* _GIVEN INSTRUCTION_:
Reproduce the data below verbatim from the line containing "garage door panel." through its final line, and produce nothing more.

* _EXTRACTED RECORDS_:
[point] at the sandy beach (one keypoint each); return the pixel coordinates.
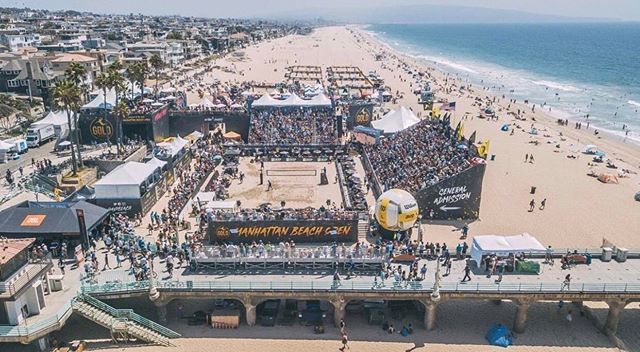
(581, 212)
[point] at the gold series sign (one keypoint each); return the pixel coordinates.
(101, 128)
(300, 231)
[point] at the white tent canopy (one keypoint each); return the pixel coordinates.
(99, 103)
(206, 103)
(266, 101)
(157, 162)
(124, 181)
(396, 120)
(294, 100)
(319, 100)
(504, 245)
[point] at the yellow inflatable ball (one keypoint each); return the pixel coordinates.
(396, 210)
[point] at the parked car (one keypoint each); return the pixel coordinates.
(312, 314)
(269, 312)
(290, 312)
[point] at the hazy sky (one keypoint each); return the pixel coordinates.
(618, 9)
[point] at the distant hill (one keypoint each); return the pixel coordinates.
(427, 14)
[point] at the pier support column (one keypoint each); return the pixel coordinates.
(430, 312)
(339, 310)
(162, 313)
(250, 311)
(522, 309)
(613, 317)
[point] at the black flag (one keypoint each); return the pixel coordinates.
(472, 138)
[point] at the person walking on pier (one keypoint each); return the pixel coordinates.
(566, 283)
(467, 271)
(336, 279)
(345, 342)
(548, 256)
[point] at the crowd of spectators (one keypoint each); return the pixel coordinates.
(190, 179)
(293, 127)
(355, 196)
(418, 157)
(288, 249)
(267, 213)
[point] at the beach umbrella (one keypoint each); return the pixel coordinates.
(608, 178)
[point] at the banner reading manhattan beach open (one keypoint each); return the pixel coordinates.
(457, 197)
(275, 231)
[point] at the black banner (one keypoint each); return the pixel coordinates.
(302, 231)
(457, 197)
(360, 115)
(130, 207)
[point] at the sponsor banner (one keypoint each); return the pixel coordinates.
(457, 197)
(360, 115)
(302, 231)
(120, 206)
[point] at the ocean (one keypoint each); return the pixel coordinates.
(576, 69)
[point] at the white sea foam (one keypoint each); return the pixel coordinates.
(556, 85)
(454, 65)
(634, 103)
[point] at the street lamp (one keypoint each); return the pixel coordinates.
(435, 295)
(153, 291)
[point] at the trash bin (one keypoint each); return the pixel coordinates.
(621, 255)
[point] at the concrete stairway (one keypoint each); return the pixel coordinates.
(363, 230)
(119, 326)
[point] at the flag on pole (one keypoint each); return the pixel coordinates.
(451, 106)
(436, 111)
(483, 149)
(460, 132)
(472, 138)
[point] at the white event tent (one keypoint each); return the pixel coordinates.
(127, 181)
(504, 245)
(99, 103)
(396, 120)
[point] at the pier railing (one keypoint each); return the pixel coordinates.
(352, 286)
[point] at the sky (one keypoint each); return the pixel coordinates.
(614, 9)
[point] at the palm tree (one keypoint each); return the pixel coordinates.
(102, 82)
(67, 95)
(76, 73)
(157, 64)
(137, 74)
(117, 82)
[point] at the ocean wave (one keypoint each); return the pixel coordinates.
(446, 62)
(634, 103)
(556, 85)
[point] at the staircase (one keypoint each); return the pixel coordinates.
(363, 228)
(122, 323)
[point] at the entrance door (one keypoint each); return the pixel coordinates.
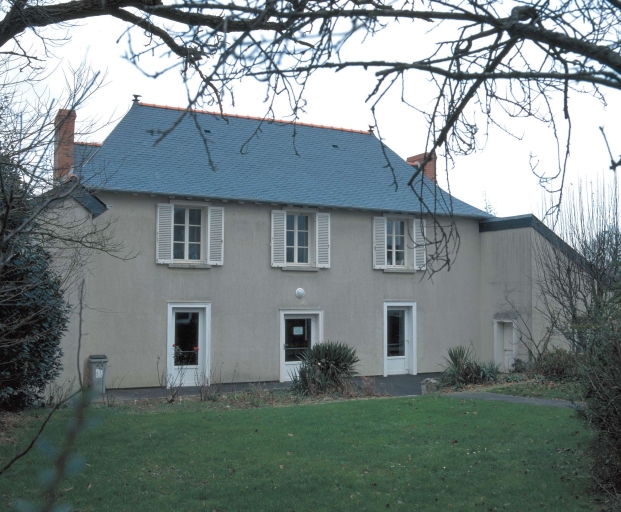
(298, 332)
(399, 347)
(187, 346)
(505, 346)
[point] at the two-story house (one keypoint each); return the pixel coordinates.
(257, 239)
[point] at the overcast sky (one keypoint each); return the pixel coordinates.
(501, 170)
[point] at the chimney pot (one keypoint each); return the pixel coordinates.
(64, 134)
(430, 169)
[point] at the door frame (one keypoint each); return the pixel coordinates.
(411, 348)
(204, 339)
(316, 316)
(499, 341)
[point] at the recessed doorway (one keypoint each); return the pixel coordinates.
(399, 338)
(299, 331)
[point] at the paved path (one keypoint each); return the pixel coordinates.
(497, 397)
(393, 385)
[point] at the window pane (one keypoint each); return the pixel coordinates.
(194, 251)
(179, 215)
(302, 222)
(195, 234)
(178, 251)
(400, 258)
(400, 243)
(179, 234)
(290, 238)
(302, 255)
(195, 216)
(302, 239)
(399, 227)
(186, 339)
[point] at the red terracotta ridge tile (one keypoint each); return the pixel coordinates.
(197, 111)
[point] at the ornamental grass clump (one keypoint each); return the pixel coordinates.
(324, 368)
(462, 368)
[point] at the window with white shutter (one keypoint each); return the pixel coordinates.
(399, 244)
(300, 239)
(190, 234)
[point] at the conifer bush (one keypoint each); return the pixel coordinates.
(33, 318)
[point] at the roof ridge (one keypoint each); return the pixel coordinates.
(282, 121)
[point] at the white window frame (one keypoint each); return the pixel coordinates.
(319, 232)
(212, 234)
(309, 241)
(415, 243)
(407, 236)
(186, 242)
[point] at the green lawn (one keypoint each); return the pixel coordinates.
(540, 388)
(412, 454)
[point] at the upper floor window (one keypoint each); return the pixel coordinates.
(399, 243)
(395, 243)
(297, 238)
(190, 233)
(187, 233)
(300, 239)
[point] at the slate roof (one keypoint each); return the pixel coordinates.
(245, 159)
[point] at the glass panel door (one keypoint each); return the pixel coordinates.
(187, 351)
(397, 339)
(186, 338)
(298, 338)
(396, 333)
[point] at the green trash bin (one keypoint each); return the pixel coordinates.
(98, 363)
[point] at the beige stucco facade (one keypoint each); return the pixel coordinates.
(127, 302)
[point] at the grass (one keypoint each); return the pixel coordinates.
(430, 453)
(540, 388)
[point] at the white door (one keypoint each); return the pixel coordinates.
(299, 332)
(399, 338)
(509, 345)
(505, 346)
(187, 346)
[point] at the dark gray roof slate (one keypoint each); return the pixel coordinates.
(258, 161)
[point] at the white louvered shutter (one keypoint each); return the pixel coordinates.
(163, 235)
(379, 242)
(322, 224)
(215, 235)
(279, 218)
(420, 246)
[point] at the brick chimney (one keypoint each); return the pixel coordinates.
(64, 131)
(430, 169)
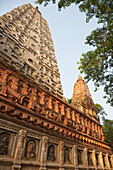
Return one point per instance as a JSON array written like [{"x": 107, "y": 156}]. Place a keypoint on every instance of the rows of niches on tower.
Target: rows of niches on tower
[
  {"x": 32, "y": 150},
  {"x": 26, "y": 43}
]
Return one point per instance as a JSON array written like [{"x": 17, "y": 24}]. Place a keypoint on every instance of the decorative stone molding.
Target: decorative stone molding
[
  {"x": 19, "y": 149},
  {"x": 43, "y": 158}
]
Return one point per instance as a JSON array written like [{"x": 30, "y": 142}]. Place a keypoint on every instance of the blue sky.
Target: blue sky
[{"x": 69, "y": 30}]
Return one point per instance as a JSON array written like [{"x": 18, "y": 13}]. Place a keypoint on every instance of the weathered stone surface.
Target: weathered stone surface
[
  {"x": 39, "y": 130},
  {"x": 82, "y": 99},
  {"x": 26, "y": 44}
]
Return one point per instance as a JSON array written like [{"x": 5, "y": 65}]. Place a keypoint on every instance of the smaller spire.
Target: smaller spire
[
  {"x": 80, "y": 77},
  {"x": 81, "y": 98}
]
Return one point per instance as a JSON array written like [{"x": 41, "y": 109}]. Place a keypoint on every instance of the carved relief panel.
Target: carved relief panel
[
  {"x": 31, "y": 149},
  {"x": 4, "y": 143},
  {"x": 51, "y": 154},
  {"x": 80, "y": 156},
  {"x": 90, "y": 162}
]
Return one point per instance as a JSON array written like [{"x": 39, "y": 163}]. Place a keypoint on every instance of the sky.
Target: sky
[{"x": 69, "y": 29}]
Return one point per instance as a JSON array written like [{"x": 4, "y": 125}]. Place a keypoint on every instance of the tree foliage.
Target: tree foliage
[
  {"x": 98, "y": 63},
  {"x": 108, "y": 131}
]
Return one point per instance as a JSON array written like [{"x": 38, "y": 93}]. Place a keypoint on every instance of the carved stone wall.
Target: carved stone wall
[{"x": 39, "y": 130}]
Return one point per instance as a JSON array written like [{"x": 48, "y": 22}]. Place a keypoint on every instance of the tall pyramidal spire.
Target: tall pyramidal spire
[
  {"x": 26, "y": 43},
  {"x": 82, "y": 99}
]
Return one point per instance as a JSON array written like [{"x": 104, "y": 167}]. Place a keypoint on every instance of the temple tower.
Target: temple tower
[{"x": 82, "y": 99}]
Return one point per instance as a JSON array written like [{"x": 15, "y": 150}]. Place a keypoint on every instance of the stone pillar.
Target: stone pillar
[
  {"x": 43, "y": 157},
  {"x": 62, "y": 109},
  {"x": 42, "y": 98},
  {"x": 50, "y": 102},
  {"x": 61, "y": 155},
  {"x": 73, "y": 115},
  {"x": 101, "y": 160},
  {"x": 107, "y": 161},
  {"x": 112, "y": 161},
  {"x": 85, "y": 158},
  {"x": 19, "y": 149},
  {"x": 68, "y": 113},
  {"x": 56, "y": 107},
  {"x": 94, "y": 159},
  {"x": 75, "y": 157}
]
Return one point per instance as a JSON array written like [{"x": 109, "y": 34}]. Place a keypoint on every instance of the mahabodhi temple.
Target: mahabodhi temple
[{"x": 39, "y": 129}]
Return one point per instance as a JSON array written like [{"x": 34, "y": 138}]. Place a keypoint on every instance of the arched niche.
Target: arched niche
[{"x": 67, "y": 155}]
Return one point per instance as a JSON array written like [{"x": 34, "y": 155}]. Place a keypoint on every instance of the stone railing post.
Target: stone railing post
[
  {"x": 101, "y": 160},
  {"x": 19, "y": 149},
  {"x": 43, "y": 158},
  {"x": 75, "y": 156},
  {"x": 107, "y": 161},
  {"x": 94, "y": 159},
  {"x": 112, "y": 161},
  {"x": 61, "y": 155},
  {"x": 85, "y": 158}
]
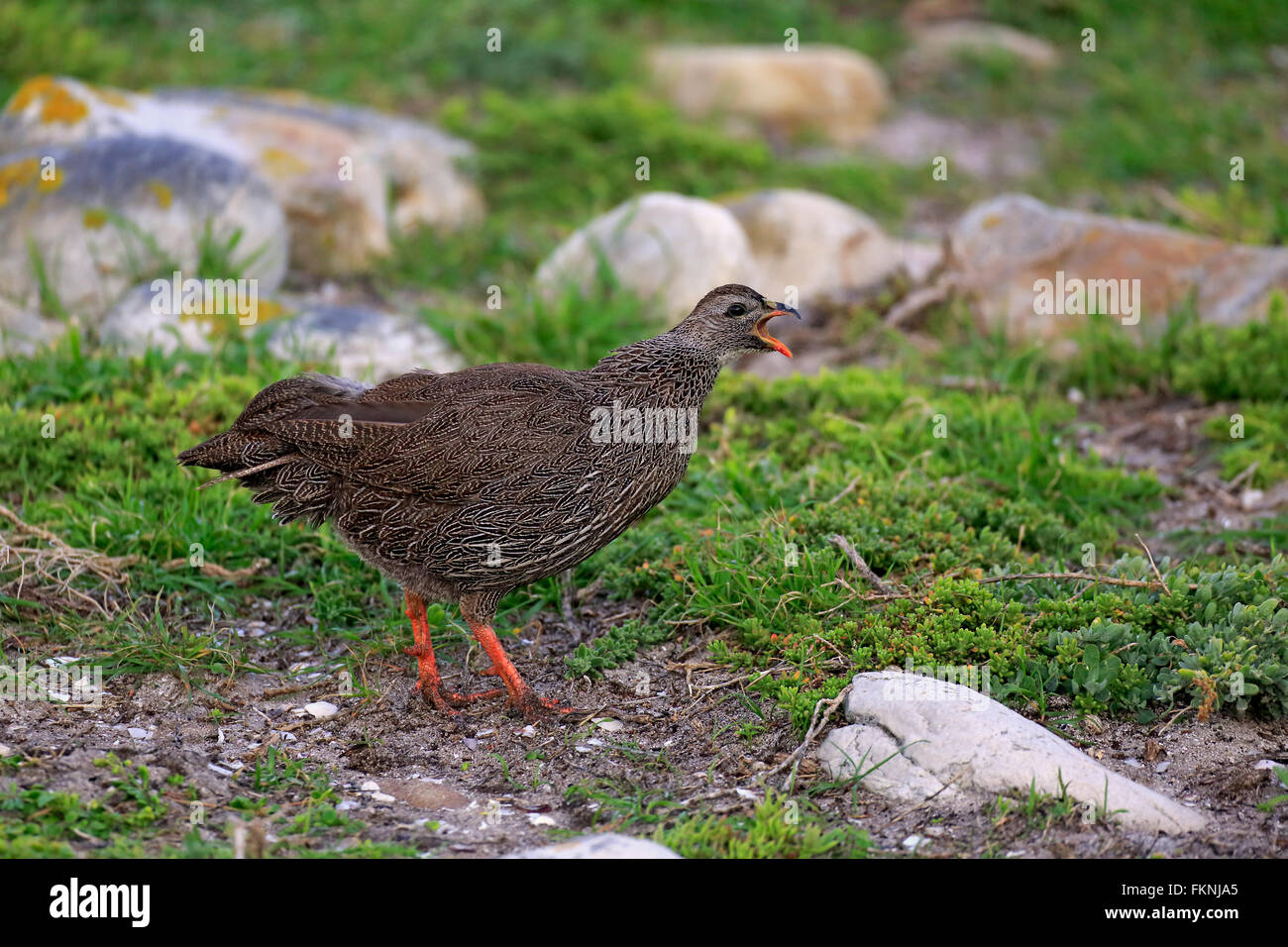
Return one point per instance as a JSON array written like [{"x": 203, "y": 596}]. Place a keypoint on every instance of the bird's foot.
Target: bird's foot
[{"x": 449, "y": 701}]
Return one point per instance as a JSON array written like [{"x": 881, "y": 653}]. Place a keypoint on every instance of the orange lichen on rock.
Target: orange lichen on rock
[
  {"x": 281, "y": 162},
  {"x": 114, "y": 98},
  {"x": 16, "y": 174},
  {"x": 58, "y": 103}
]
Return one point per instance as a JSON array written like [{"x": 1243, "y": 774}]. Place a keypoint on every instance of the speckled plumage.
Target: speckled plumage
[{"x": 468, "y": 484}]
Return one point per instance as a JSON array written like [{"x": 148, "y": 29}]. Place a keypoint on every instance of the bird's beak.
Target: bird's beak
[{"x": 778, "y": 309}]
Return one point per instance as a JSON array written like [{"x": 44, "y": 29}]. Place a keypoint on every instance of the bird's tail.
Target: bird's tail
[{"x": 263, "y": 462}]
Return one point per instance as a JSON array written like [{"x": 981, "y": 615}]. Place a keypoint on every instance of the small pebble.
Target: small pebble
[{"x": 321, "y": 709}]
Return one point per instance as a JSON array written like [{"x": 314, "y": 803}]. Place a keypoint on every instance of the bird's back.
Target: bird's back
[{"x": 484, "y": 478}]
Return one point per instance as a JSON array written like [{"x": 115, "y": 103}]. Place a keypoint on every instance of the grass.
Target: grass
[{"x": 943, "y": 491}]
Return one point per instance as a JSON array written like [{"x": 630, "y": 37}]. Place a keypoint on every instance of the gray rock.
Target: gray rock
[
  {"x": 938, "y": 47},
  {"x": 1004, "y": 247},
  {"x": 665, "y": 248},
  {"x": 420, "y": 162},
  {"x": 951, "y": 735},
  {"x": 134, "y": 325},
  {"x": 365, "y": 343},
  {"x": 124, "y": 209},
  {"x": 333, "y": 167},
  {"x": 828, "y": 89},
  {"x": 609, "y": 845},
  {"x": 22, "y": 333},
  {"x": 822, "y": 247}
]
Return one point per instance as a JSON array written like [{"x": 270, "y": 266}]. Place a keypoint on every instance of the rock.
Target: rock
[
  {"x": 822, "y": 247},
  {"x": 365, "y": 343},
  {"x": 954, "y": 735},
  {"x": 608, "y": 845},
  {"x": 1004, "y": 247},
  {"x": 420, "y": 163},
  {"x": 849, "y": 751},
  {"x": 121, "y": 209},
  {"x": 134, "y": 325},
  {"x": 425, "y": 795},
  {"x": 939, "y": 47},
  {"x": 664, "y": 248},
  {"x": 330, "y": 166},
  {"x": 819, "y": 88},
  {"x": 21, "y": 331}
]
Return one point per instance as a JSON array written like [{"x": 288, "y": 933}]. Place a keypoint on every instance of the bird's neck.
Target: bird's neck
[{"x": 668, "y": 368}]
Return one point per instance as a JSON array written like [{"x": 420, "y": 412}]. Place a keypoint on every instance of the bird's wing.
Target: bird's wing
[{"x": 449, "y": 438}]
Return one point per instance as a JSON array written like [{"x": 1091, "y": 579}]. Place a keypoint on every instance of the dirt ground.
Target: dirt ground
[{"x": 668, "y": 723}]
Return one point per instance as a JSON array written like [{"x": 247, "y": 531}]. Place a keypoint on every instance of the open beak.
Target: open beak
[{"x": 778, "y": 309}]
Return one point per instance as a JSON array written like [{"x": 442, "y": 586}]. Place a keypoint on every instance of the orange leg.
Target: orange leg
[
  {"x": 520, "y": 694},
  {"x": 428, "y": 681}
]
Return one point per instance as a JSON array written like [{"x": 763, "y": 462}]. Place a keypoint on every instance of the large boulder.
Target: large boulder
[
  {"x": 420, "y": 163},
  {"x": 361, "y": 342},
  {"x": 664, "y": 248},
  {"x": 94, "y": 218},
  {"x": 818, "y": 88},
  {"x": 822, "y": 247},
  {"x": 1038, "y": 269},
  {"x": 330, "y": 166},
  {"x": 951, "y": 741}
]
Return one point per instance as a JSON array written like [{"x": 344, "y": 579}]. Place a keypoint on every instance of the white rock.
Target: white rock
[
  {"x": 819, "y": 88},
  {"x": 822, "y": 247},
  {"x": 956, "y": 735},
  {"x": 939, "y": 46},
  {"x": 1004, "y": 247},
  {"x": 364, "y": 343},
  {"x": 321, "y": 709},
  {"x": 121, "y": 206},
  {"x": 609, "y": 845},
  {"x": 666, "y": 249}
]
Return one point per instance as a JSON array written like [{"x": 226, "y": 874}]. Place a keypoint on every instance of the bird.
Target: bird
[{"x": 465, "y": 486}]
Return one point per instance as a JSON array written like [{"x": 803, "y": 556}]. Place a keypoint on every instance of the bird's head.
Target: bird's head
[{"x": 732, "y": 320}]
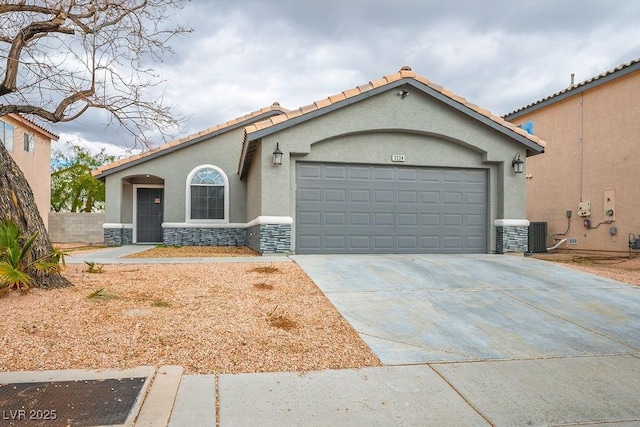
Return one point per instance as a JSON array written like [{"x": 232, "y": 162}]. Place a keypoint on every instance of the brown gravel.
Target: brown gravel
[
  {"x": 194, "y": 252},
  {"x": 208, "y": 318},
  {"x": 617, "y": 267}
]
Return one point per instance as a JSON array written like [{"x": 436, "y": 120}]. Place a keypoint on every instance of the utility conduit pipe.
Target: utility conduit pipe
[{"x": 556, "y": 245}]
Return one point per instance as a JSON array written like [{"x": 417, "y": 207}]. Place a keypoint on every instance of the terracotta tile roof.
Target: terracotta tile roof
[
  {"x": 170, "y": 146},
  {"x": 404, "y": 73},
  {"x": 33, "y": 125},
  {"x": 619, "y": 71}
]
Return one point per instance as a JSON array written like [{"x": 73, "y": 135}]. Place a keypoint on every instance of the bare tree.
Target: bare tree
[{"x": 60, "y": 58}]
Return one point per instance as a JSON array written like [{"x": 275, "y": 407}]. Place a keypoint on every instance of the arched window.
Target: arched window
[{"x": 207, "y": 194}]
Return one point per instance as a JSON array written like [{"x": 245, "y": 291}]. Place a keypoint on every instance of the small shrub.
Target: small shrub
[
  {"x": 16, "y": 260},
  {"x": 160, "y": 303},
  {"x": 263, "y": 285},
  {"x": 102, "y": 295},
  {"x": 281, "y": 321},
  {"x": 92, "y": 267},
  {"x": 267, "y": 269}
]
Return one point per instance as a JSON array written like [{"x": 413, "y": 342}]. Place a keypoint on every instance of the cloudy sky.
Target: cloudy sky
[{"x": 501, "y": 55}]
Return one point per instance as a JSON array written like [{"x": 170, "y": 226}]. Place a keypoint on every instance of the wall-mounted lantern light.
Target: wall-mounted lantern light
[
  {"x": 277, "y": 155},
  {"x": 517, "y": 163}
]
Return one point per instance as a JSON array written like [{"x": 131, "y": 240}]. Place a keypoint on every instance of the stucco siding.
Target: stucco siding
[
  {"x": 425, "y": 131},
  {"x": 591, "y": 148},
  {"x": 254, "y": 185},
  {"x": 35, "y": 165},
  {"x": 172, "y": 171}
]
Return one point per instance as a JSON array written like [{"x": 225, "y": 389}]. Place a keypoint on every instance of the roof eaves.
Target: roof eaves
[
  {"x": 33, "y": 125},
  {"x": 600, "y": 79},
  {"x": 181, "y": 143}
]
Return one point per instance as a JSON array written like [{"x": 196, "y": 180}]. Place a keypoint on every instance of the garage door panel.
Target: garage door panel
[
  {"x": 383, "y": 243},
  {"x": 360, "y": 219},
  {"x": 390, "y": 209},
  {"x": 406, "y": 196},
  {"x": 359, "y": 196},
  {"x": 452, "y": 220},
  {"x": 430, "y": 220},
  {"x": 382, "y": 174},
  {"x": 335, "y": 195},
  {"x": 431, "y": 243},
  {"x": 309, "y": 170},
  {"x": 335, "y": 172},
  {"x": 407, "y": 242},
  {"x": 310, "y": 195},
  {"x": 453, "y": 198},
  {"x": 359, "y": 242},
  {"x": 335, "y": 242},
  {"x": 309, "y": 218},
  {"x": 407, "y": 220},
  {"x": 407, "y": 175},
  {"x": 383, "y": 196},
  {"x": 383, "y": 219},
  {"x": 359, "y": 173},
  {"x": 335, "y": 219}
]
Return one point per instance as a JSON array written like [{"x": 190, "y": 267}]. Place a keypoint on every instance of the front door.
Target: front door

* _RESPONSE TO THE TASK_:
Return one point per instance as a JSON array written like [{"x": 196, "y": 180}]. Place a keypoint on every instance of the garage door panel.
Target: garage door panel
[
  {"x": 383, "y": 243},
  {"x": 360, "y": 219},
  {"x": 390, "y": 209},
  {"x": 406, "y": 196},
  {"x": 359, "y": 196},
  {"x": 452, "y": 220},
  {"x": 430, "y": 220},
  {"x": 382, "y": 174},
  {"x": 335, "y": 195},
  {"x": 431, "y": 243},
  {"x": 309, "y": 170},
  {"x": 335, "y": 172},
  {"x": 407, "y": 242},
  {"x": 310, "y": 195},
  {"x": 453, "y": 198},
  {"x": 359, "y": 242},
  {"x": 335, "y": 242},
  {"x": 309, "y": 218},
  {"x": 407, "y": 220},
  {"x": 407, "y": 175},
  {"x": 383, "y": 196},
  {"x": 383, "y": 219},
  {"x": 359, "y": 173},
  {"x": 335, "y": 219}
]
Return one point per instance as a JSON array written like [{"x": 190, "y": 267}]. Place a keypoint on every instance of the front door.
Target: front door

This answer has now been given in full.